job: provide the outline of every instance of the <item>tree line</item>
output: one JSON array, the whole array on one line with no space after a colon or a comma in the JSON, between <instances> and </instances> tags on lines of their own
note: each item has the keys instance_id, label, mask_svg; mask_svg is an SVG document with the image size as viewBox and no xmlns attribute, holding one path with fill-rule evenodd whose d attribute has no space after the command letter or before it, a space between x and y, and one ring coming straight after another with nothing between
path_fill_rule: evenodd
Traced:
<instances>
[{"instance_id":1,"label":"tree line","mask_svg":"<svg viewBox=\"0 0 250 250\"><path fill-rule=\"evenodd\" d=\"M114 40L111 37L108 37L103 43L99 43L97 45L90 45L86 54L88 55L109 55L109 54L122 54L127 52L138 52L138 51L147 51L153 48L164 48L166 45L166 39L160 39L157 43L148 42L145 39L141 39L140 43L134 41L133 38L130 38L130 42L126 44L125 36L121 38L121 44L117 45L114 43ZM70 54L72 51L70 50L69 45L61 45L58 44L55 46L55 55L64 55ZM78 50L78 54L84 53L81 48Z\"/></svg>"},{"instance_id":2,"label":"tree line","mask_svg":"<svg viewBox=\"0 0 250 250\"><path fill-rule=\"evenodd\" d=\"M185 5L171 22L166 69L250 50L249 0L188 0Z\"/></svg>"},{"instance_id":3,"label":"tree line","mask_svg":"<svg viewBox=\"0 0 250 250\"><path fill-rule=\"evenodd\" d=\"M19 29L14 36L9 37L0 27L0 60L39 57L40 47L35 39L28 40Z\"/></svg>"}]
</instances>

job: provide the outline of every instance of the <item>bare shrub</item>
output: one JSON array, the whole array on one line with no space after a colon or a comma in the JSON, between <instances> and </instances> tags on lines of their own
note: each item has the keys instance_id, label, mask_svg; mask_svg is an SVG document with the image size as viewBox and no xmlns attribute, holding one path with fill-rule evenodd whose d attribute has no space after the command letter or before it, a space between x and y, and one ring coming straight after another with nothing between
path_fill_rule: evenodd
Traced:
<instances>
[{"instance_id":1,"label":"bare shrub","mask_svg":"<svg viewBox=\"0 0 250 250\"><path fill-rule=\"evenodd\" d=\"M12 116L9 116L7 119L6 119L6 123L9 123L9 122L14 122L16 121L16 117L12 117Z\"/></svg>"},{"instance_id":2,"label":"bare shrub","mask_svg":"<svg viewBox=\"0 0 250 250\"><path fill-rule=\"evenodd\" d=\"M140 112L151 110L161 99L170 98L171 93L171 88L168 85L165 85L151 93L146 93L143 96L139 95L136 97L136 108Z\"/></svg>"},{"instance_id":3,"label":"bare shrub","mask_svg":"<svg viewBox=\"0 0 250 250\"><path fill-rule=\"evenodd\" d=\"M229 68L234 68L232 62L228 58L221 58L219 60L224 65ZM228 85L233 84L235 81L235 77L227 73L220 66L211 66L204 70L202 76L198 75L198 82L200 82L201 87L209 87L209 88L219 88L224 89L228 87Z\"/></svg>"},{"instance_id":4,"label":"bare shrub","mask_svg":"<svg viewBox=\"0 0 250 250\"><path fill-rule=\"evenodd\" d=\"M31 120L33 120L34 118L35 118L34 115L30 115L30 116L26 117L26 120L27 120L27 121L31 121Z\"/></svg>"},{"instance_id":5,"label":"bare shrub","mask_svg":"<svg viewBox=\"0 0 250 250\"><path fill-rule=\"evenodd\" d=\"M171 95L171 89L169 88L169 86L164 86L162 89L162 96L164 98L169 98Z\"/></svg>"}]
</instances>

══════════

▶ _What is expected_
If a line comes after the one containing "job: provide the outline of every instance of the <item>bare", leave it out; set down every line of the data before it, and that line itself, exactly.

▶ _Written response_
job: provide the outline of every instance of the <item>tree line</item>
output: one JSON array, the whole array on one line with no space after a colon or a comma in the JSON, between <instances> and </instances> tags on lines of their own
note: each item has the keys instance_id, label, mask_svg; mask_svg is an SVG document with the image size as viewBox and no xmlns attribute, holding one path with fill-rule evenodd whose d attribute has no space after the command letter or before it, a space between x and y, and one ring coming straight after another with nothing between
path_fill_rule: evenodd
Traced:
<instances>
[{"instance_id":1,"label":"tree line","mask_svg":"<svg viewBox=\"0 0 250 250\"><path fill-rule=\"evenodd\" d=\"M114 40L111 37L108 37L103 43L99 43L97 45L90 45L86 54L88 55L109 55L109 54L122 54L127 52L138 52L138 51L147 51L153 48L164 48L166 45L166 39L160 39L157 43L148 42L145 39L141 39L140 43L134 41L133 38L130 38L130 42L126 44L125 36L121 38L121 44L117 45L114 43ZM70 54L72 51L70 50L69 45L61 45L58 44L55 46L55 55L64 55ZM78 50L78 54L84 53L81 48Z\"/></svg>"},{"instance_id":2,"label":"tree line","mask_svg":"<svg viewBox=\"0 0 250 250\"><path fill-rule=\"evenodd\" d=\"M185 5L171 22L166 69L250 50L249 0L188 0Z\"/></svg>"},{"instance_id":3,"label":"tree line","mask_svg":"<svg viewBox=\"0 0 250 250\"><path fill-rule=\"evenodd\" d=\"M19 29L14 36L9 37L0 27L0 60L39 57L40 47L35 39L28 40Z\"/></svg>"}]
</instances>

job: provide the outline of every instance of the <item>bare shrub</item>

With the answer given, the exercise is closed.